Copy the data below character for character, keeping every line and blank line in its original order.

Start of Input

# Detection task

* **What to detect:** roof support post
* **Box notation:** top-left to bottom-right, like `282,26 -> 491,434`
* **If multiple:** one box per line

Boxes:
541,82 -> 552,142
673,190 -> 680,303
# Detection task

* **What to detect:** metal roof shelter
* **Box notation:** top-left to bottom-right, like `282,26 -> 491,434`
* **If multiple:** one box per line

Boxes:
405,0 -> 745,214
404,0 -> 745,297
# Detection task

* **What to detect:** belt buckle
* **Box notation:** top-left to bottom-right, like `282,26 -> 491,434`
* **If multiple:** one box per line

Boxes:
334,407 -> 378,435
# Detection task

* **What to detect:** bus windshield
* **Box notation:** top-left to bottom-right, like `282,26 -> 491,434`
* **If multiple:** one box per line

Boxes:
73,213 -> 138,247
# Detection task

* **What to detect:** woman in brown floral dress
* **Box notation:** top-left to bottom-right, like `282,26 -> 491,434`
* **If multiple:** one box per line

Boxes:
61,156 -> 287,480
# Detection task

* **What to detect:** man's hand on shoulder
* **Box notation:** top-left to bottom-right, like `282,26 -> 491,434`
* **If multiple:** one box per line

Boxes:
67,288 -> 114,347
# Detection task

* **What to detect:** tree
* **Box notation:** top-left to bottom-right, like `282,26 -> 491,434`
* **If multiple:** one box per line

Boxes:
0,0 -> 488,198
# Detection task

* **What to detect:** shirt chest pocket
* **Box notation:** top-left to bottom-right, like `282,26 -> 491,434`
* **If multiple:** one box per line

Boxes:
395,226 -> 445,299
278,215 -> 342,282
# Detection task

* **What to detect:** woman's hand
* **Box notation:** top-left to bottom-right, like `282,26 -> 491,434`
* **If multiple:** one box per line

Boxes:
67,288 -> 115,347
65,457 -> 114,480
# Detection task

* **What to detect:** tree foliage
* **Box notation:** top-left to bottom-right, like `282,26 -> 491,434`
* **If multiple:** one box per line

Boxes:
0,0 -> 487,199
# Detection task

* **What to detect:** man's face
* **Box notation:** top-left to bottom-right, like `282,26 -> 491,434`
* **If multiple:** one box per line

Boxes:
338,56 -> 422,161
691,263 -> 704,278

End of Input

Solution for this task:
# Detection task

* **What to detect:** roof support post
* **Box notation:** top-left to bottom-right, like `282,26 -> 491,434`
* **If multiple:** one box per line

Boxes:
541,82 -> 552,142
673,190 -> 680,303
# Detection task

* **What to detect:** metal roof shelter
* **Box notation:** top-left to bottom-right, like `282,26 -> 491,434`
* **If multiple:** one box per line

Boxes:
405,0 -> 745,214
404,0 -> 745,297
# Detection task

* **What to detect:** belt buckle
* **Box notation:** top-left to bottom-right, like `282,26 -> 491,434`
* **If multiple:** one box per line

Boxes:
334,407 -> 378,435
# Detection task

* **What to detect:** bus windshield
* **Box notation:** top-left to bottom-right, like `282,26 -> 491,434`
* **If multiple:** one box per line

Boxes:
73,213 -> 138,247
# Detection task

* **What to detect:** woman in brown floral dress
* **Box notation:** top-left to bottom-right, like `282,26 -> 491,434`
* **If multiple:** one box per line

Boxes:
61,156 -> 287,480
# Detection task

* **What to detect:** man's hand on shoulder
* **Box notation:** top-left to bottom-right, like `282,26 -> 491,434`
* **If multiple:** one box per line

Boxes:
67,288 -> 114,347
# Detection task

* **What to detect:** tree
* **Box notation:** top-left to bottom-right, like `282,26 -> 491,434`
* **If multiple:** one box per line

Boxes:
0,0 -> 488,198
# Detection task

* **What to detect:** shirt chest pocket
* **Box notation:** top-left to bottom-right, like `282,26 -> 491,434`
* **If multiple:** one box per line

Boxes:
395,226 -> 445,299
278,215 -> 342,282
# Detection task

* **What to detect:** woman's hand
* **Box notation:** top-left to bottom-right, like `282,26 -> 491,434`
* **If multiple:** one box per line

Boxes:
67,288 -> 115,347
65,457 -> 114,480
# Detection task

* **What to detect:** tree foliage
* **Box notation:** top-left to bottom-right, like `282,26 -> 491,434`
* **If multiple:** one box per line

Boxes:
0,0 -> 487,199
# Detection task

* **What to detect:** man's face
* **Box notation:** top-left to bottom-right, like `282,26 -> 491,434`
* **If multiple:** one box per line

Boxes:
338,56 -> 422,161
691,263 -> 704,278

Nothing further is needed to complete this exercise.